### TEXT SECTION
****************************************

What is Art Therapy?
Art therapy is a form of expressive therapy that uses the creative process of making art to improve your physical, mental, and emotional well-being. Through creating art and reflecting upon the process, you can increase your self-awareness and your awareness of others. Art therapy can provide a space that allows you to express hidden emotions and understand your unique issues. Art therapy is not solely to relax and do something pleasant, though that often is the case. Art therapy is used to gain insights and awareness in regards to a life struggle.
Who is Art Therapy for?
Art therapy is successfully used for all ages, from children to the elderly, and is gender diverse. Art therapy is available for all cultures and all religious beliefs. Everyone can benefit and everyone is welcomed.
What conditions/disorders can Art Therapy treat?
Positive results in Art Therapy may often be achieved by those facing issues such as:
- General Life Issues
- Employment Issues
- Aging and geriatric issues
- Cancer and illness
- Compassion fatigue
- Carers Support
- Support for Adolescence
- Cognitive impairments
- Family or relationship issues
How can Art Therapy help?
Art therapy can provide a sense of control when people are in a situation filled with many uncertainties. In addition, the simple act of creating art can help reduce stress, fear, and anxiety, and improve quality of life. Art therapy enables people to express feelings they may struggle to communicate with words. Using art, the therapist helps clients accomplish goals like these:
- Explore feelings
- Reconcile emotional conflicts
- Foster self-awareness
- Manage behaviour and addictions
- Develop social skills
- Increase self-esteem
- Intentional self-exploration that facilitates growth and gives insight
- Helps to move through life transition
Do I need to be good at art?

****************************************

### DATA
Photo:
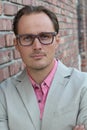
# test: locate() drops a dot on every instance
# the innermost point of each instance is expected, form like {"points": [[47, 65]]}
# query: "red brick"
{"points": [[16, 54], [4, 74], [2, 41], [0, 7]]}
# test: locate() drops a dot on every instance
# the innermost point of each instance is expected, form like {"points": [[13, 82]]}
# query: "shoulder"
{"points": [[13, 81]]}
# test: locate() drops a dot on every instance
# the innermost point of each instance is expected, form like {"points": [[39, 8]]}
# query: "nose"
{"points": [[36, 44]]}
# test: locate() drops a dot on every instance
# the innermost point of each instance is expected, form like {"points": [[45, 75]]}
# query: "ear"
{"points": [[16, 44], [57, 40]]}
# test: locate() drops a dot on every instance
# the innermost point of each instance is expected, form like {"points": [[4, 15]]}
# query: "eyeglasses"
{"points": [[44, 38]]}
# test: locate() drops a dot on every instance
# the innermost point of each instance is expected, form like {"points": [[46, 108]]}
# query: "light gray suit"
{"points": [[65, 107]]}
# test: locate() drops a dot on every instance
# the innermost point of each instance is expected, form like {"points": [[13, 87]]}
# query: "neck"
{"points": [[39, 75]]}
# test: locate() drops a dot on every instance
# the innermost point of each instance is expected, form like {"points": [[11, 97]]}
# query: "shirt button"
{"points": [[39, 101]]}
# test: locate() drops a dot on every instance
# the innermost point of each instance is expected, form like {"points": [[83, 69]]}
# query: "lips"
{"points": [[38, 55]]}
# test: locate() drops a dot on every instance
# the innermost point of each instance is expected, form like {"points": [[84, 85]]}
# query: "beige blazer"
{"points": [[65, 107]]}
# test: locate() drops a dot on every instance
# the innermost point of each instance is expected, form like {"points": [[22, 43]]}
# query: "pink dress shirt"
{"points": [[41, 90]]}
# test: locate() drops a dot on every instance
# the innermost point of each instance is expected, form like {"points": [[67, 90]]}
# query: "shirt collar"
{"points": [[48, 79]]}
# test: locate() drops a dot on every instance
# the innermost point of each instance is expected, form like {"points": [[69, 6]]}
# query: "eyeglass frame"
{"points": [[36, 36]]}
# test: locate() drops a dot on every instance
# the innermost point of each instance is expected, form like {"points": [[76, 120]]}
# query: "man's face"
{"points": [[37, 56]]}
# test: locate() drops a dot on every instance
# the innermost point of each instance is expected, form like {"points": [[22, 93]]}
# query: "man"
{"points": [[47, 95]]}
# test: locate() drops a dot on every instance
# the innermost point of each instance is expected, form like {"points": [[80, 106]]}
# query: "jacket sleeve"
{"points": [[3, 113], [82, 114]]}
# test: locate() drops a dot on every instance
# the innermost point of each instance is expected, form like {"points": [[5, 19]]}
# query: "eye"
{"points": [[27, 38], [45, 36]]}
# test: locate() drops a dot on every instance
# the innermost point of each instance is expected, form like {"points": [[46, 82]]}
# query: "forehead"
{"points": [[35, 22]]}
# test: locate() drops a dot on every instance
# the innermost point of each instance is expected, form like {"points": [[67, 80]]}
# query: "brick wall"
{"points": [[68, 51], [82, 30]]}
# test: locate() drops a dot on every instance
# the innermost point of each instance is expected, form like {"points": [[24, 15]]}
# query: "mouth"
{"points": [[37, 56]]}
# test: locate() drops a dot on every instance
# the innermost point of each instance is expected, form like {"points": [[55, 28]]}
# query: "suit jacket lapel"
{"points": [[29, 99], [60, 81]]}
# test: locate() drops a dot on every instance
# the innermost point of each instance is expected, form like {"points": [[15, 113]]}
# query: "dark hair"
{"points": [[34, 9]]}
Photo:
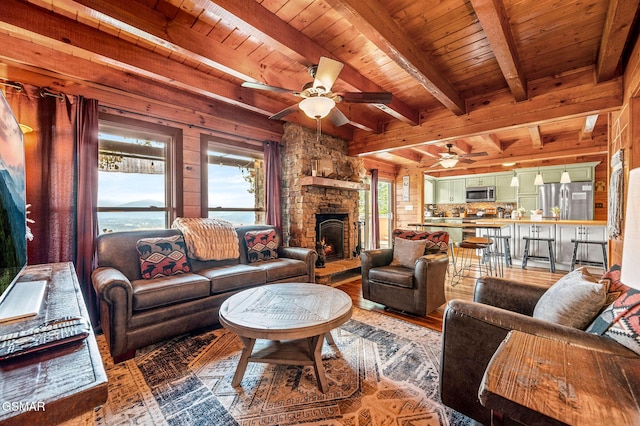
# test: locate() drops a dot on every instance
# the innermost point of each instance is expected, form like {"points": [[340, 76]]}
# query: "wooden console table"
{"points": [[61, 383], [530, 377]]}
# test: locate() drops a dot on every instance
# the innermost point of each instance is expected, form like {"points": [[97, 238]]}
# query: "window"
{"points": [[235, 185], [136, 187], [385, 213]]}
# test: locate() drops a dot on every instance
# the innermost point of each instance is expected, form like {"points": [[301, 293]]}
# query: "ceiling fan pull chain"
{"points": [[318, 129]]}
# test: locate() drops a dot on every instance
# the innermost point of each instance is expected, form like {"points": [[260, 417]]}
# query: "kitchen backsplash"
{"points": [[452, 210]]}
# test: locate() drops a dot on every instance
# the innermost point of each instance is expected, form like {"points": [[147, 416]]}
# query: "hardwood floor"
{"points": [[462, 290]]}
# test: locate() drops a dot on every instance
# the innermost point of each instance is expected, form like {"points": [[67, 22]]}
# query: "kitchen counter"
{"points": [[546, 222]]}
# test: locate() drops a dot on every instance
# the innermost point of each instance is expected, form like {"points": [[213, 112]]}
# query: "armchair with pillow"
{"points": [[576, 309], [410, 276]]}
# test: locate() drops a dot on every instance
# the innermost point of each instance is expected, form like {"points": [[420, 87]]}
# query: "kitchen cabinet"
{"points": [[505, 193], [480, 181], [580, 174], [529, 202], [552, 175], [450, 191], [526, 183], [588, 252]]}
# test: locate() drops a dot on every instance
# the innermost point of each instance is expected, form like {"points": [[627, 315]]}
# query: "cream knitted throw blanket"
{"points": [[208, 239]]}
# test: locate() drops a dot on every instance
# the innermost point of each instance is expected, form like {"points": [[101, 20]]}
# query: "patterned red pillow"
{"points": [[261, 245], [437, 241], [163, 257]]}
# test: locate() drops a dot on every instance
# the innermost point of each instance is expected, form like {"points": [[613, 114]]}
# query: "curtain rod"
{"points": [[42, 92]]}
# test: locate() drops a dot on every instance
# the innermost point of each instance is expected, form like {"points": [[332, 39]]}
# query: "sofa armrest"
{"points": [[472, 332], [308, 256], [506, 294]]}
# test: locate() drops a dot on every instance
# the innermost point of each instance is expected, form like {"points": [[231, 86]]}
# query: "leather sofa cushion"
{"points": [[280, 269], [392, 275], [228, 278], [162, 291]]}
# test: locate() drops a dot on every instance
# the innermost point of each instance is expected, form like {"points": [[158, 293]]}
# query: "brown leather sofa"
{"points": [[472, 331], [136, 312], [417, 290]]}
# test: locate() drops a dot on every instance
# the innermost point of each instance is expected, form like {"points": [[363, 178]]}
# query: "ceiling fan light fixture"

****************************************

### PROBLEM TO SOLVE
Edit the art therapy text from "Who is Art Therapy" to "everyone is welcomed.", replacing "the elderly" with "older adults". The lines have nothing to do with the art therapy text.

### OUTPUT FOR THIS TASK
Who is Art Therapy for?
Art therapy is successfully used for all ages, from children to older adults, and is gender diverse. Art therapy is available for all cultures and all religious beliefs. Everyone can benefit and everyone is welcomed.